* Selected text:
○ ○ ○ ○ ○

That was a quick overview of Azure DevOps and the files that are created when you create an ARM template. Let's see how Azure resources are deployed using these ARM templates.

As we saw in the ARM templates section, we want to use ARM templates to deploy our infrastructure, as it fits in nicely with our CI/CD process. There are several ways to approach building out these templates.

One way is to create a monolithic template that contains all of the resources that you want to deploy. To make things a little more modular, you could use a nested template structure. Alternatively, you may want to take a more decoupled approach and create smaller templates that you can link together, making a highly usable and repeatable structure.

Let's take a look at each of these methods, starting with the monolithic view:

Figure 2.1: Monolithic ARM template

As you can see in Figure 2.1, a monolithic ARM template deploys a UI front end with an API middle tier connected to the SQL database. In this process, we need to build out all of the dependencies within the JSON template. The SQL database is deployed before the API middle tier to use the connection string in the API application configuration. You would then deploy the UI layer with the API URL being used in the UI application configuration. The chaining of the deployment can work not only for deploying code but also helping with the configuration.

Alternatively, you could implement a nested template arrangement:

Figure 2.2: Nested ARM templates

As you can see, this is similar to the structure in Figure 2.1. However, the templates within this structure are nested in separate file sections. This means that each template owns the resource within it that it's trying to deploy. This structure is similar to breaking out your C# code into manageable methods and actions. This follows the same deployment process as discussed in the monolithic scenario, but the files are nested.

○ ○ ○ ○ ○

* Information given:
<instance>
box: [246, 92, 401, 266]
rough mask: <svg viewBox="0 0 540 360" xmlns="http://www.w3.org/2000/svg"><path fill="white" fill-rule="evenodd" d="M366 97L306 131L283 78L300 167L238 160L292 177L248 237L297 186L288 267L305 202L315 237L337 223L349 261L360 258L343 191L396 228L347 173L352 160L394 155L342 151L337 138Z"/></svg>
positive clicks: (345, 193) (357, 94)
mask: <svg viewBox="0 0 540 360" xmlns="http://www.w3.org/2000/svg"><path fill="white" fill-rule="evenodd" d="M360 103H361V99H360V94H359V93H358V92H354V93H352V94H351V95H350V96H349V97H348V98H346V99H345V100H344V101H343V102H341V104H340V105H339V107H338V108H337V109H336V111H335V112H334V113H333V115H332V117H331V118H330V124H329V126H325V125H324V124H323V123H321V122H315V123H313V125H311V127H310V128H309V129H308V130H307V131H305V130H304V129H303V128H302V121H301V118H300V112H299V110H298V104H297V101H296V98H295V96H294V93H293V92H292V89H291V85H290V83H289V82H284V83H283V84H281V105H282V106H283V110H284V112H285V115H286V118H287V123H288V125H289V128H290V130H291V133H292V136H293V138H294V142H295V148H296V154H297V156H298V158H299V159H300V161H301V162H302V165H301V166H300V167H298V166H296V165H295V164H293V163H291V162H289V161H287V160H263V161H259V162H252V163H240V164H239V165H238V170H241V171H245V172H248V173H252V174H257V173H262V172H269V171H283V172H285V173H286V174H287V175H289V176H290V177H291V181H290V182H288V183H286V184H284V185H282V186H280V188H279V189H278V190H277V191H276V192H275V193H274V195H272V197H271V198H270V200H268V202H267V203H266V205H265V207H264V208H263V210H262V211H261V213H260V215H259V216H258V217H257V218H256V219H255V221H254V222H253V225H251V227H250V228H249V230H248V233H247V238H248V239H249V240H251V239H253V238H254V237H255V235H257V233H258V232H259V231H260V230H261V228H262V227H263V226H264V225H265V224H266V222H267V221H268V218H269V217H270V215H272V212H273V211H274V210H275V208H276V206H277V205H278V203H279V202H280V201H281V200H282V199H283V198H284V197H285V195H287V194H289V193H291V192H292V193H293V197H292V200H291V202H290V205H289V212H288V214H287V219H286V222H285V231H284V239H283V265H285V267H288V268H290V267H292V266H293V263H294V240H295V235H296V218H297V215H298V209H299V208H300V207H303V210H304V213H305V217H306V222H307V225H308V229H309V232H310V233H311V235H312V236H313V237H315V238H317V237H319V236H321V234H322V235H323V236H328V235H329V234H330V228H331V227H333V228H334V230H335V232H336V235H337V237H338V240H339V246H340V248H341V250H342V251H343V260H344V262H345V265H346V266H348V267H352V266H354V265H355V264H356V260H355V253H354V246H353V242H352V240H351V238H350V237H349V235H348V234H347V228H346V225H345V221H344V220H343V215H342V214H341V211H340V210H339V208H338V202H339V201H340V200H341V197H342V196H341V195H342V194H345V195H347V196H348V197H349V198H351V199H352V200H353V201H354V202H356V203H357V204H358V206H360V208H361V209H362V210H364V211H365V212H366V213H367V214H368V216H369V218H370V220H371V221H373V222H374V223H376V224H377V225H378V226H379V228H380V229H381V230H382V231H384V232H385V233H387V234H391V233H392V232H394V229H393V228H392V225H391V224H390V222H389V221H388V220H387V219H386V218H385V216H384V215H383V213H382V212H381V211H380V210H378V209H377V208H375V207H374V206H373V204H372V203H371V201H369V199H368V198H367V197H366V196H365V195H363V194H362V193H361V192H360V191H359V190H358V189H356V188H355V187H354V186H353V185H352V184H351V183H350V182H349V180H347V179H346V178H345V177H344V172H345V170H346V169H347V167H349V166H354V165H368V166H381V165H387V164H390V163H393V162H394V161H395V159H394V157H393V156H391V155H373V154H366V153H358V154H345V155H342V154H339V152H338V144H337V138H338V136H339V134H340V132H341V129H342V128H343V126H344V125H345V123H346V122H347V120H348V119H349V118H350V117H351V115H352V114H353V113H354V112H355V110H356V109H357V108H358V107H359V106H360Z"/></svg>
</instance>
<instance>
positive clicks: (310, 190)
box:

○ ○ ○ ○ ○

* List of tasks:
a) In the text on ARM template deployment, why is the SQL database deployed before the API middle tier in the monolithic setup?
b) Continue the text on ARM template deployment from where it stops.

* Expected results:
a) The SQL database is deployed first so that its connection string can be used in the API application configuration.

b)
The final structure is linked ARM templates:

Figure 2.3: Linked ARM templates

As you can see, the templates are initially separate and decoupled from each other, and then we link them together in our release pipeline. Linked templates are similar to nested templates, except the files are external to the template and system, whereas the nested templates are included in the same scope as the parent template. This helps with reusability down the line, because the templates are separate files that can be linked to other deployment files.

We should note that with linked or nested templates, the deployment mode can only be set to Incremental. However, the main template can be deployed in Complete mode, so if the linked or nested templates target the same resource group, that combined deployment will be evaluated for a complete deployment; otherwise, it will deploy incrementally. To learn more about ARM deployment modes, visit https://docs.microsoft.com/azure/azure-resource-manager/templates/deployment-modes.

We've seen different ways of using these ARM templates to automate the deployment of infrastructure; now we turn to the benefits of doing so.

The main benefit of using IaC is automating the creation, updating, and configuration of different resources and environments. Automation takes the human element out of the picture while adding certain key benefits:

• The ability to schedule automated deployments, helping your operations staff work fewer hours.
• The ability to smoke test your automated deployments.
• The ability to create a repeatable process.
• Pure self-healing applications can be achieved.
• The ability to roll back changes.
• Resource Manager helps in tagging resources.
• ARM takes care of the dependencies of resources in the resource group.

Automation at any point is the real key to using a platform like Azure, whether that is automating your infrastructure deployments or testing to ensure the stability of your production deployments.

In order to reap these benefits, we need to learn how to use ARM templates effectively.

We want to take a quick look at some best practices to optimize ARM templates. But first, let's start by understanding what some of our template limits are.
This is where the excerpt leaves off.